The task:
Set down exactly, and only, the lines from the one with "example: [11, 382]" to the final line of the entries, both included.

* Begin Material for this exercise *

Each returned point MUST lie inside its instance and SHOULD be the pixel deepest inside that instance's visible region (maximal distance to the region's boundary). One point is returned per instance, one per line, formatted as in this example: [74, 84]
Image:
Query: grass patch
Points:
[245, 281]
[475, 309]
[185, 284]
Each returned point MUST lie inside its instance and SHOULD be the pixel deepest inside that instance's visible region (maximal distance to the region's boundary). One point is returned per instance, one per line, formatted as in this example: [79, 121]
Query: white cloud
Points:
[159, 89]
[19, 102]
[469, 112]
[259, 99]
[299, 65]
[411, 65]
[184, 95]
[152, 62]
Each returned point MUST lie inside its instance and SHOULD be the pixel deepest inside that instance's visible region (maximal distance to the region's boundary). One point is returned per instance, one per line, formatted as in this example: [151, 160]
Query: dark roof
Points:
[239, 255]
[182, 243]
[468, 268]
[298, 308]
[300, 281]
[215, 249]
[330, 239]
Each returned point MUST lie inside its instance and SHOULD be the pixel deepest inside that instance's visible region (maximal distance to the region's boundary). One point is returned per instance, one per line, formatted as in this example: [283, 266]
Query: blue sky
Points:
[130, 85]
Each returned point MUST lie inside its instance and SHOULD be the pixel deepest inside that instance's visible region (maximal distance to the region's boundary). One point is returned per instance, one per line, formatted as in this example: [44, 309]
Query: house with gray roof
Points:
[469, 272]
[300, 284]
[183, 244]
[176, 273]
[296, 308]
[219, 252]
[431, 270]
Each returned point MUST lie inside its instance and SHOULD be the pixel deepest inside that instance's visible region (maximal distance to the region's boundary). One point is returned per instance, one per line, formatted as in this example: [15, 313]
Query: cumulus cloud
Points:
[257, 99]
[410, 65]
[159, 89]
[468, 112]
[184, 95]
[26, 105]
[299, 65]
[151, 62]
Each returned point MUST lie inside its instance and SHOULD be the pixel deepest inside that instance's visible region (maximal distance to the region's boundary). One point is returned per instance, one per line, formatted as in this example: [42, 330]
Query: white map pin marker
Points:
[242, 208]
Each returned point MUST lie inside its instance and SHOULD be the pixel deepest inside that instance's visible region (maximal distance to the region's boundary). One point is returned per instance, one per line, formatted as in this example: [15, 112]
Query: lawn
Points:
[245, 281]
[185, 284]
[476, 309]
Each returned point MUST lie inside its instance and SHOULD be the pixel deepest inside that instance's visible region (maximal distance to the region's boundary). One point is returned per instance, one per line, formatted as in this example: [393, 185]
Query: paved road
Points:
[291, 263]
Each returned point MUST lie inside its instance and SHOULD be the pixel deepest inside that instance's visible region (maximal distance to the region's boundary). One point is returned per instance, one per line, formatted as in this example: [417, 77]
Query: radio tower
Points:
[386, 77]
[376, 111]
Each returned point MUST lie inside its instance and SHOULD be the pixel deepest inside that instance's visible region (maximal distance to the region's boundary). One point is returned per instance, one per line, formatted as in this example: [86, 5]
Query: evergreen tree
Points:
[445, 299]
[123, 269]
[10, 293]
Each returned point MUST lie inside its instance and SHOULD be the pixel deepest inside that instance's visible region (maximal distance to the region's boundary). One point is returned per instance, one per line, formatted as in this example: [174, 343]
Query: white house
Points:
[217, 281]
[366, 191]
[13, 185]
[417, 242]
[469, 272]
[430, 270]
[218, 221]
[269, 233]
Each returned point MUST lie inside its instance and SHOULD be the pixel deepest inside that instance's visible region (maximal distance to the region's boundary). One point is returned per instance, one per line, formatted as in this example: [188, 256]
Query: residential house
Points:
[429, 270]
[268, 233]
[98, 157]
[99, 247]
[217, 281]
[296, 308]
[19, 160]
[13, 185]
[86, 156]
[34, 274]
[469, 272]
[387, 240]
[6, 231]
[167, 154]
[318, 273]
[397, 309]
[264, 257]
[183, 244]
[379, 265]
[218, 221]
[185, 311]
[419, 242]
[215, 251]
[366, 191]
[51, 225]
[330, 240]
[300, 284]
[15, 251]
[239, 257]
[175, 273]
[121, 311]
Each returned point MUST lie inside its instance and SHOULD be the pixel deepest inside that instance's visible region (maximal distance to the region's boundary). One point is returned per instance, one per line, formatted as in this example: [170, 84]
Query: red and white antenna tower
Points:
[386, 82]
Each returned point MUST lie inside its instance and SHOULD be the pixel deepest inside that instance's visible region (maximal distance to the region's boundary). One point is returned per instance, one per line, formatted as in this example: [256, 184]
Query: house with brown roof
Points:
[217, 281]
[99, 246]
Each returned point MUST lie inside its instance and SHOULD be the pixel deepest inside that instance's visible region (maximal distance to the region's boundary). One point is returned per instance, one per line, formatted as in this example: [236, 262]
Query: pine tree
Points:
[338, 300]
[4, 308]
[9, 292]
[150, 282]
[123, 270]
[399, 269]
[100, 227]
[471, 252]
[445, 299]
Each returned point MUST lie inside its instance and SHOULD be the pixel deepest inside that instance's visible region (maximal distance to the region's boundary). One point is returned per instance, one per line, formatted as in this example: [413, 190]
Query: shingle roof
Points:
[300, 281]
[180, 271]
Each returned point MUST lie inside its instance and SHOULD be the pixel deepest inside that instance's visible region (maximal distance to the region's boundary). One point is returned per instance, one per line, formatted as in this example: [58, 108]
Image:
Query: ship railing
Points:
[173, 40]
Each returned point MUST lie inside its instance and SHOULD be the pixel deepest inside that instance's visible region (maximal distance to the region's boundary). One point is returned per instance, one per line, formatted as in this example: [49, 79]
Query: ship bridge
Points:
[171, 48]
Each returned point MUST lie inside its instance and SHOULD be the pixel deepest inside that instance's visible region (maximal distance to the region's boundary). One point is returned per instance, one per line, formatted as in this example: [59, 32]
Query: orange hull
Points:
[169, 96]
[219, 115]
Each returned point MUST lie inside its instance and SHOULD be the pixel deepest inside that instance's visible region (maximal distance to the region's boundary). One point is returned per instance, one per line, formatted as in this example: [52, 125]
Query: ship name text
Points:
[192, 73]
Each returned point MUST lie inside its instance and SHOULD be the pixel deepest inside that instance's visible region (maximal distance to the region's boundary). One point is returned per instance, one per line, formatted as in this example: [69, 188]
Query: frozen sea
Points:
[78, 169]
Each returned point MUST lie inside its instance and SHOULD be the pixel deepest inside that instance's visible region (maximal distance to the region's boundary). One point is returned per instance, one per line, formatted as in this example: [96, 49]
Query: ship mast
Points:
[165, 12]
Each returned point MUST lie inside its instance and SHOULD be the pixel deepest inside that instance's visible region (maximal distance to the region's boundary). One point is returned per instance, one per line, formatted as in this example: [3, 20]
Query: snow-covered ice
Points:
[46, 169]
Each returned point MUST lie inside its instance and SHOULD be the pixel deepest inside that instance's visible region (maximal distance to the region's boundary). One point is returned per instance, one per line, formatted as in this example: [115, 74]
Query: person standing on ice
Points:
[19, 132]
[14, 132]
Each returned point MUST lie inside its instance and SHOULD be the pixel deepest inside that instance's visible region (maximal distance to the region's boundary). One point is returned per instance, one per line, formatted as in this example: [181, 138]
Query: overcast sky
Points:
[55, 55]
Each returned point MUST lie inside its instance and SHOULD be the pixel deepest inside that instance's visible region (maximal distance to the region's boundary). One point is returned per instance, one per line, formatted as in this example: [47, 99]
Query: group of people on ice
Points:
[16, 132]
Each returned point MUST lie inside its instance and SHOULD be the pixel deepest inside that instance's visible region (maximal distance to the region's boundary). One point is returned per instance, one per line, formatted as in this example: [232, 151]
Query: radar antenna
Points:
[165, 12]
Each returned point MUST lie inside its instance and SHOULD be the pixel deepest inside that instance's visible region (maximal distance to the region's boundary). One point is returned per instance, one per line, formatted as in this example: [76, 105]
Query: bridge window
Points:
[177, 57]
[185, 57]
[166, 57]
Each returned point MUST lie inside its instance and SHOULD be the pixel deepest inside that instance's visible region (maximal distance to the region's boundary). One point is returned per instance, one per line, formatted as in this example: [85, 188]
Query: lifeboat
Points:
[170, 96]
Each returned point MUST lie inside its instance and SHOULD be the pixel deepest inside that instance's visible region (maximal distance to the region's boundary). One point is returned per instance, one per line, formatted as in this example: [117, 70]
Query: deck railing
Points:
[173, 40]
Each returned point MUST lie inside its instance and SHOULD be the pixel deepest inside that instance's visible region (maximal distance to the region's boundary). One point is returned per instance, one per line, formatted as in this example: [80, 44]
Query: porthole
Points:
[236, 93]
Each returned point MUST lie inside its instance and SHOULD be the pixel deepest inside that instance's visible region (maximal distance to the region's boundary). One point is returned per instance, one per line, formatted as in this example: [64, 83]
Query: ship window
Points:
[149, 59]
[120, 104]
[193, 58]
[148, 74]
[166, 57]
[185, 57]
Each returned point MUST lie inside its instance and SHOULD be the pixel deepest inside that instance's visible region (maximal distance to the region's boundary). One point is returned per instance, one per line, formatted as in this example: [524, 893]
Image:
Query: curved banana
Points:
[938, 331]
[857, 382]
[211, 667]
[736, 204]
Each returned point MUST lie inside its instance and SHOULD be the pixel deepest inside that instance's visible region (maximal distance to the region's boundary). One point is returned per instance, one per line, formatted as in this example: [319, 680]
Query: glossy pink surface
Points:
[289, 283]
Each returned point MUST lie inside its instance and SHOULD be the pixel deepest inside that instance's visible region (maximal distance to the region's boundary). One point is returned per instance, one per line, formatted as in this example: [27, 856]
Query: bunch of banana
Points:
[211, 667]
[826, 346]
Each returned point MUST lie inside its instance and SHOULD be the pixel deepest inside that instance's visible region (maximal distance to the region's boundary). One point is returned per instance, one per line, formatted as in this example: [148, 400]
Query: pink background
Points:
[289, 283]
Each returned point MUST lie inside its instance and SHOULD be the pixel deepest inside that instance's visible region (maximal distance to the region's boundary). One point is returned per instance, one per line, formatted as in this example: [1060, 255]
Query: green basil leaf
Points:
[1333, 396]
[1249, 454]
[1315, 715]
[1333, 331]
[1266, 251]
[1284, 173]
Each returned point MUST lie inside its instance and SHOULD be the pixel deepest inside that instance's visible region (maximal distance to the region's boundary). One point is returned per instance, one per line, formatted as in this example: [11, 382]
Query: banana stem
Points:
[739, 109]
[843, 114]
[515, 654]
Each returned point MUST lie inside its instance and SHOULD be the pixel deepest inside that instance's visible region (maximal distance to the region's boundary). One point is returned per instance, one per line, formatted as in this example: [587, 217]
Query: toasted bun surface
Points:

* End Material for this exercise *

Finished exercise:
Each returned point MUST lie inside its instance and SHOULD be the pixel deepest inside that instance's visible region (maximal distance to the region's boundary). One point is returned per instance, one per line, formatted as in this example: [11, 382]
Query: banana stem
Points:
[739, 109]
[843, 114]
[515, 654]
Each returned point MUST lie inside its instance and SHOULD be the pixel deepest inside that instance's visible region (maximal distance to the region's boundary). One point is returned per instance, one per line, formatted as in this example: [587, 217]
Query: toasted bun surface
Points:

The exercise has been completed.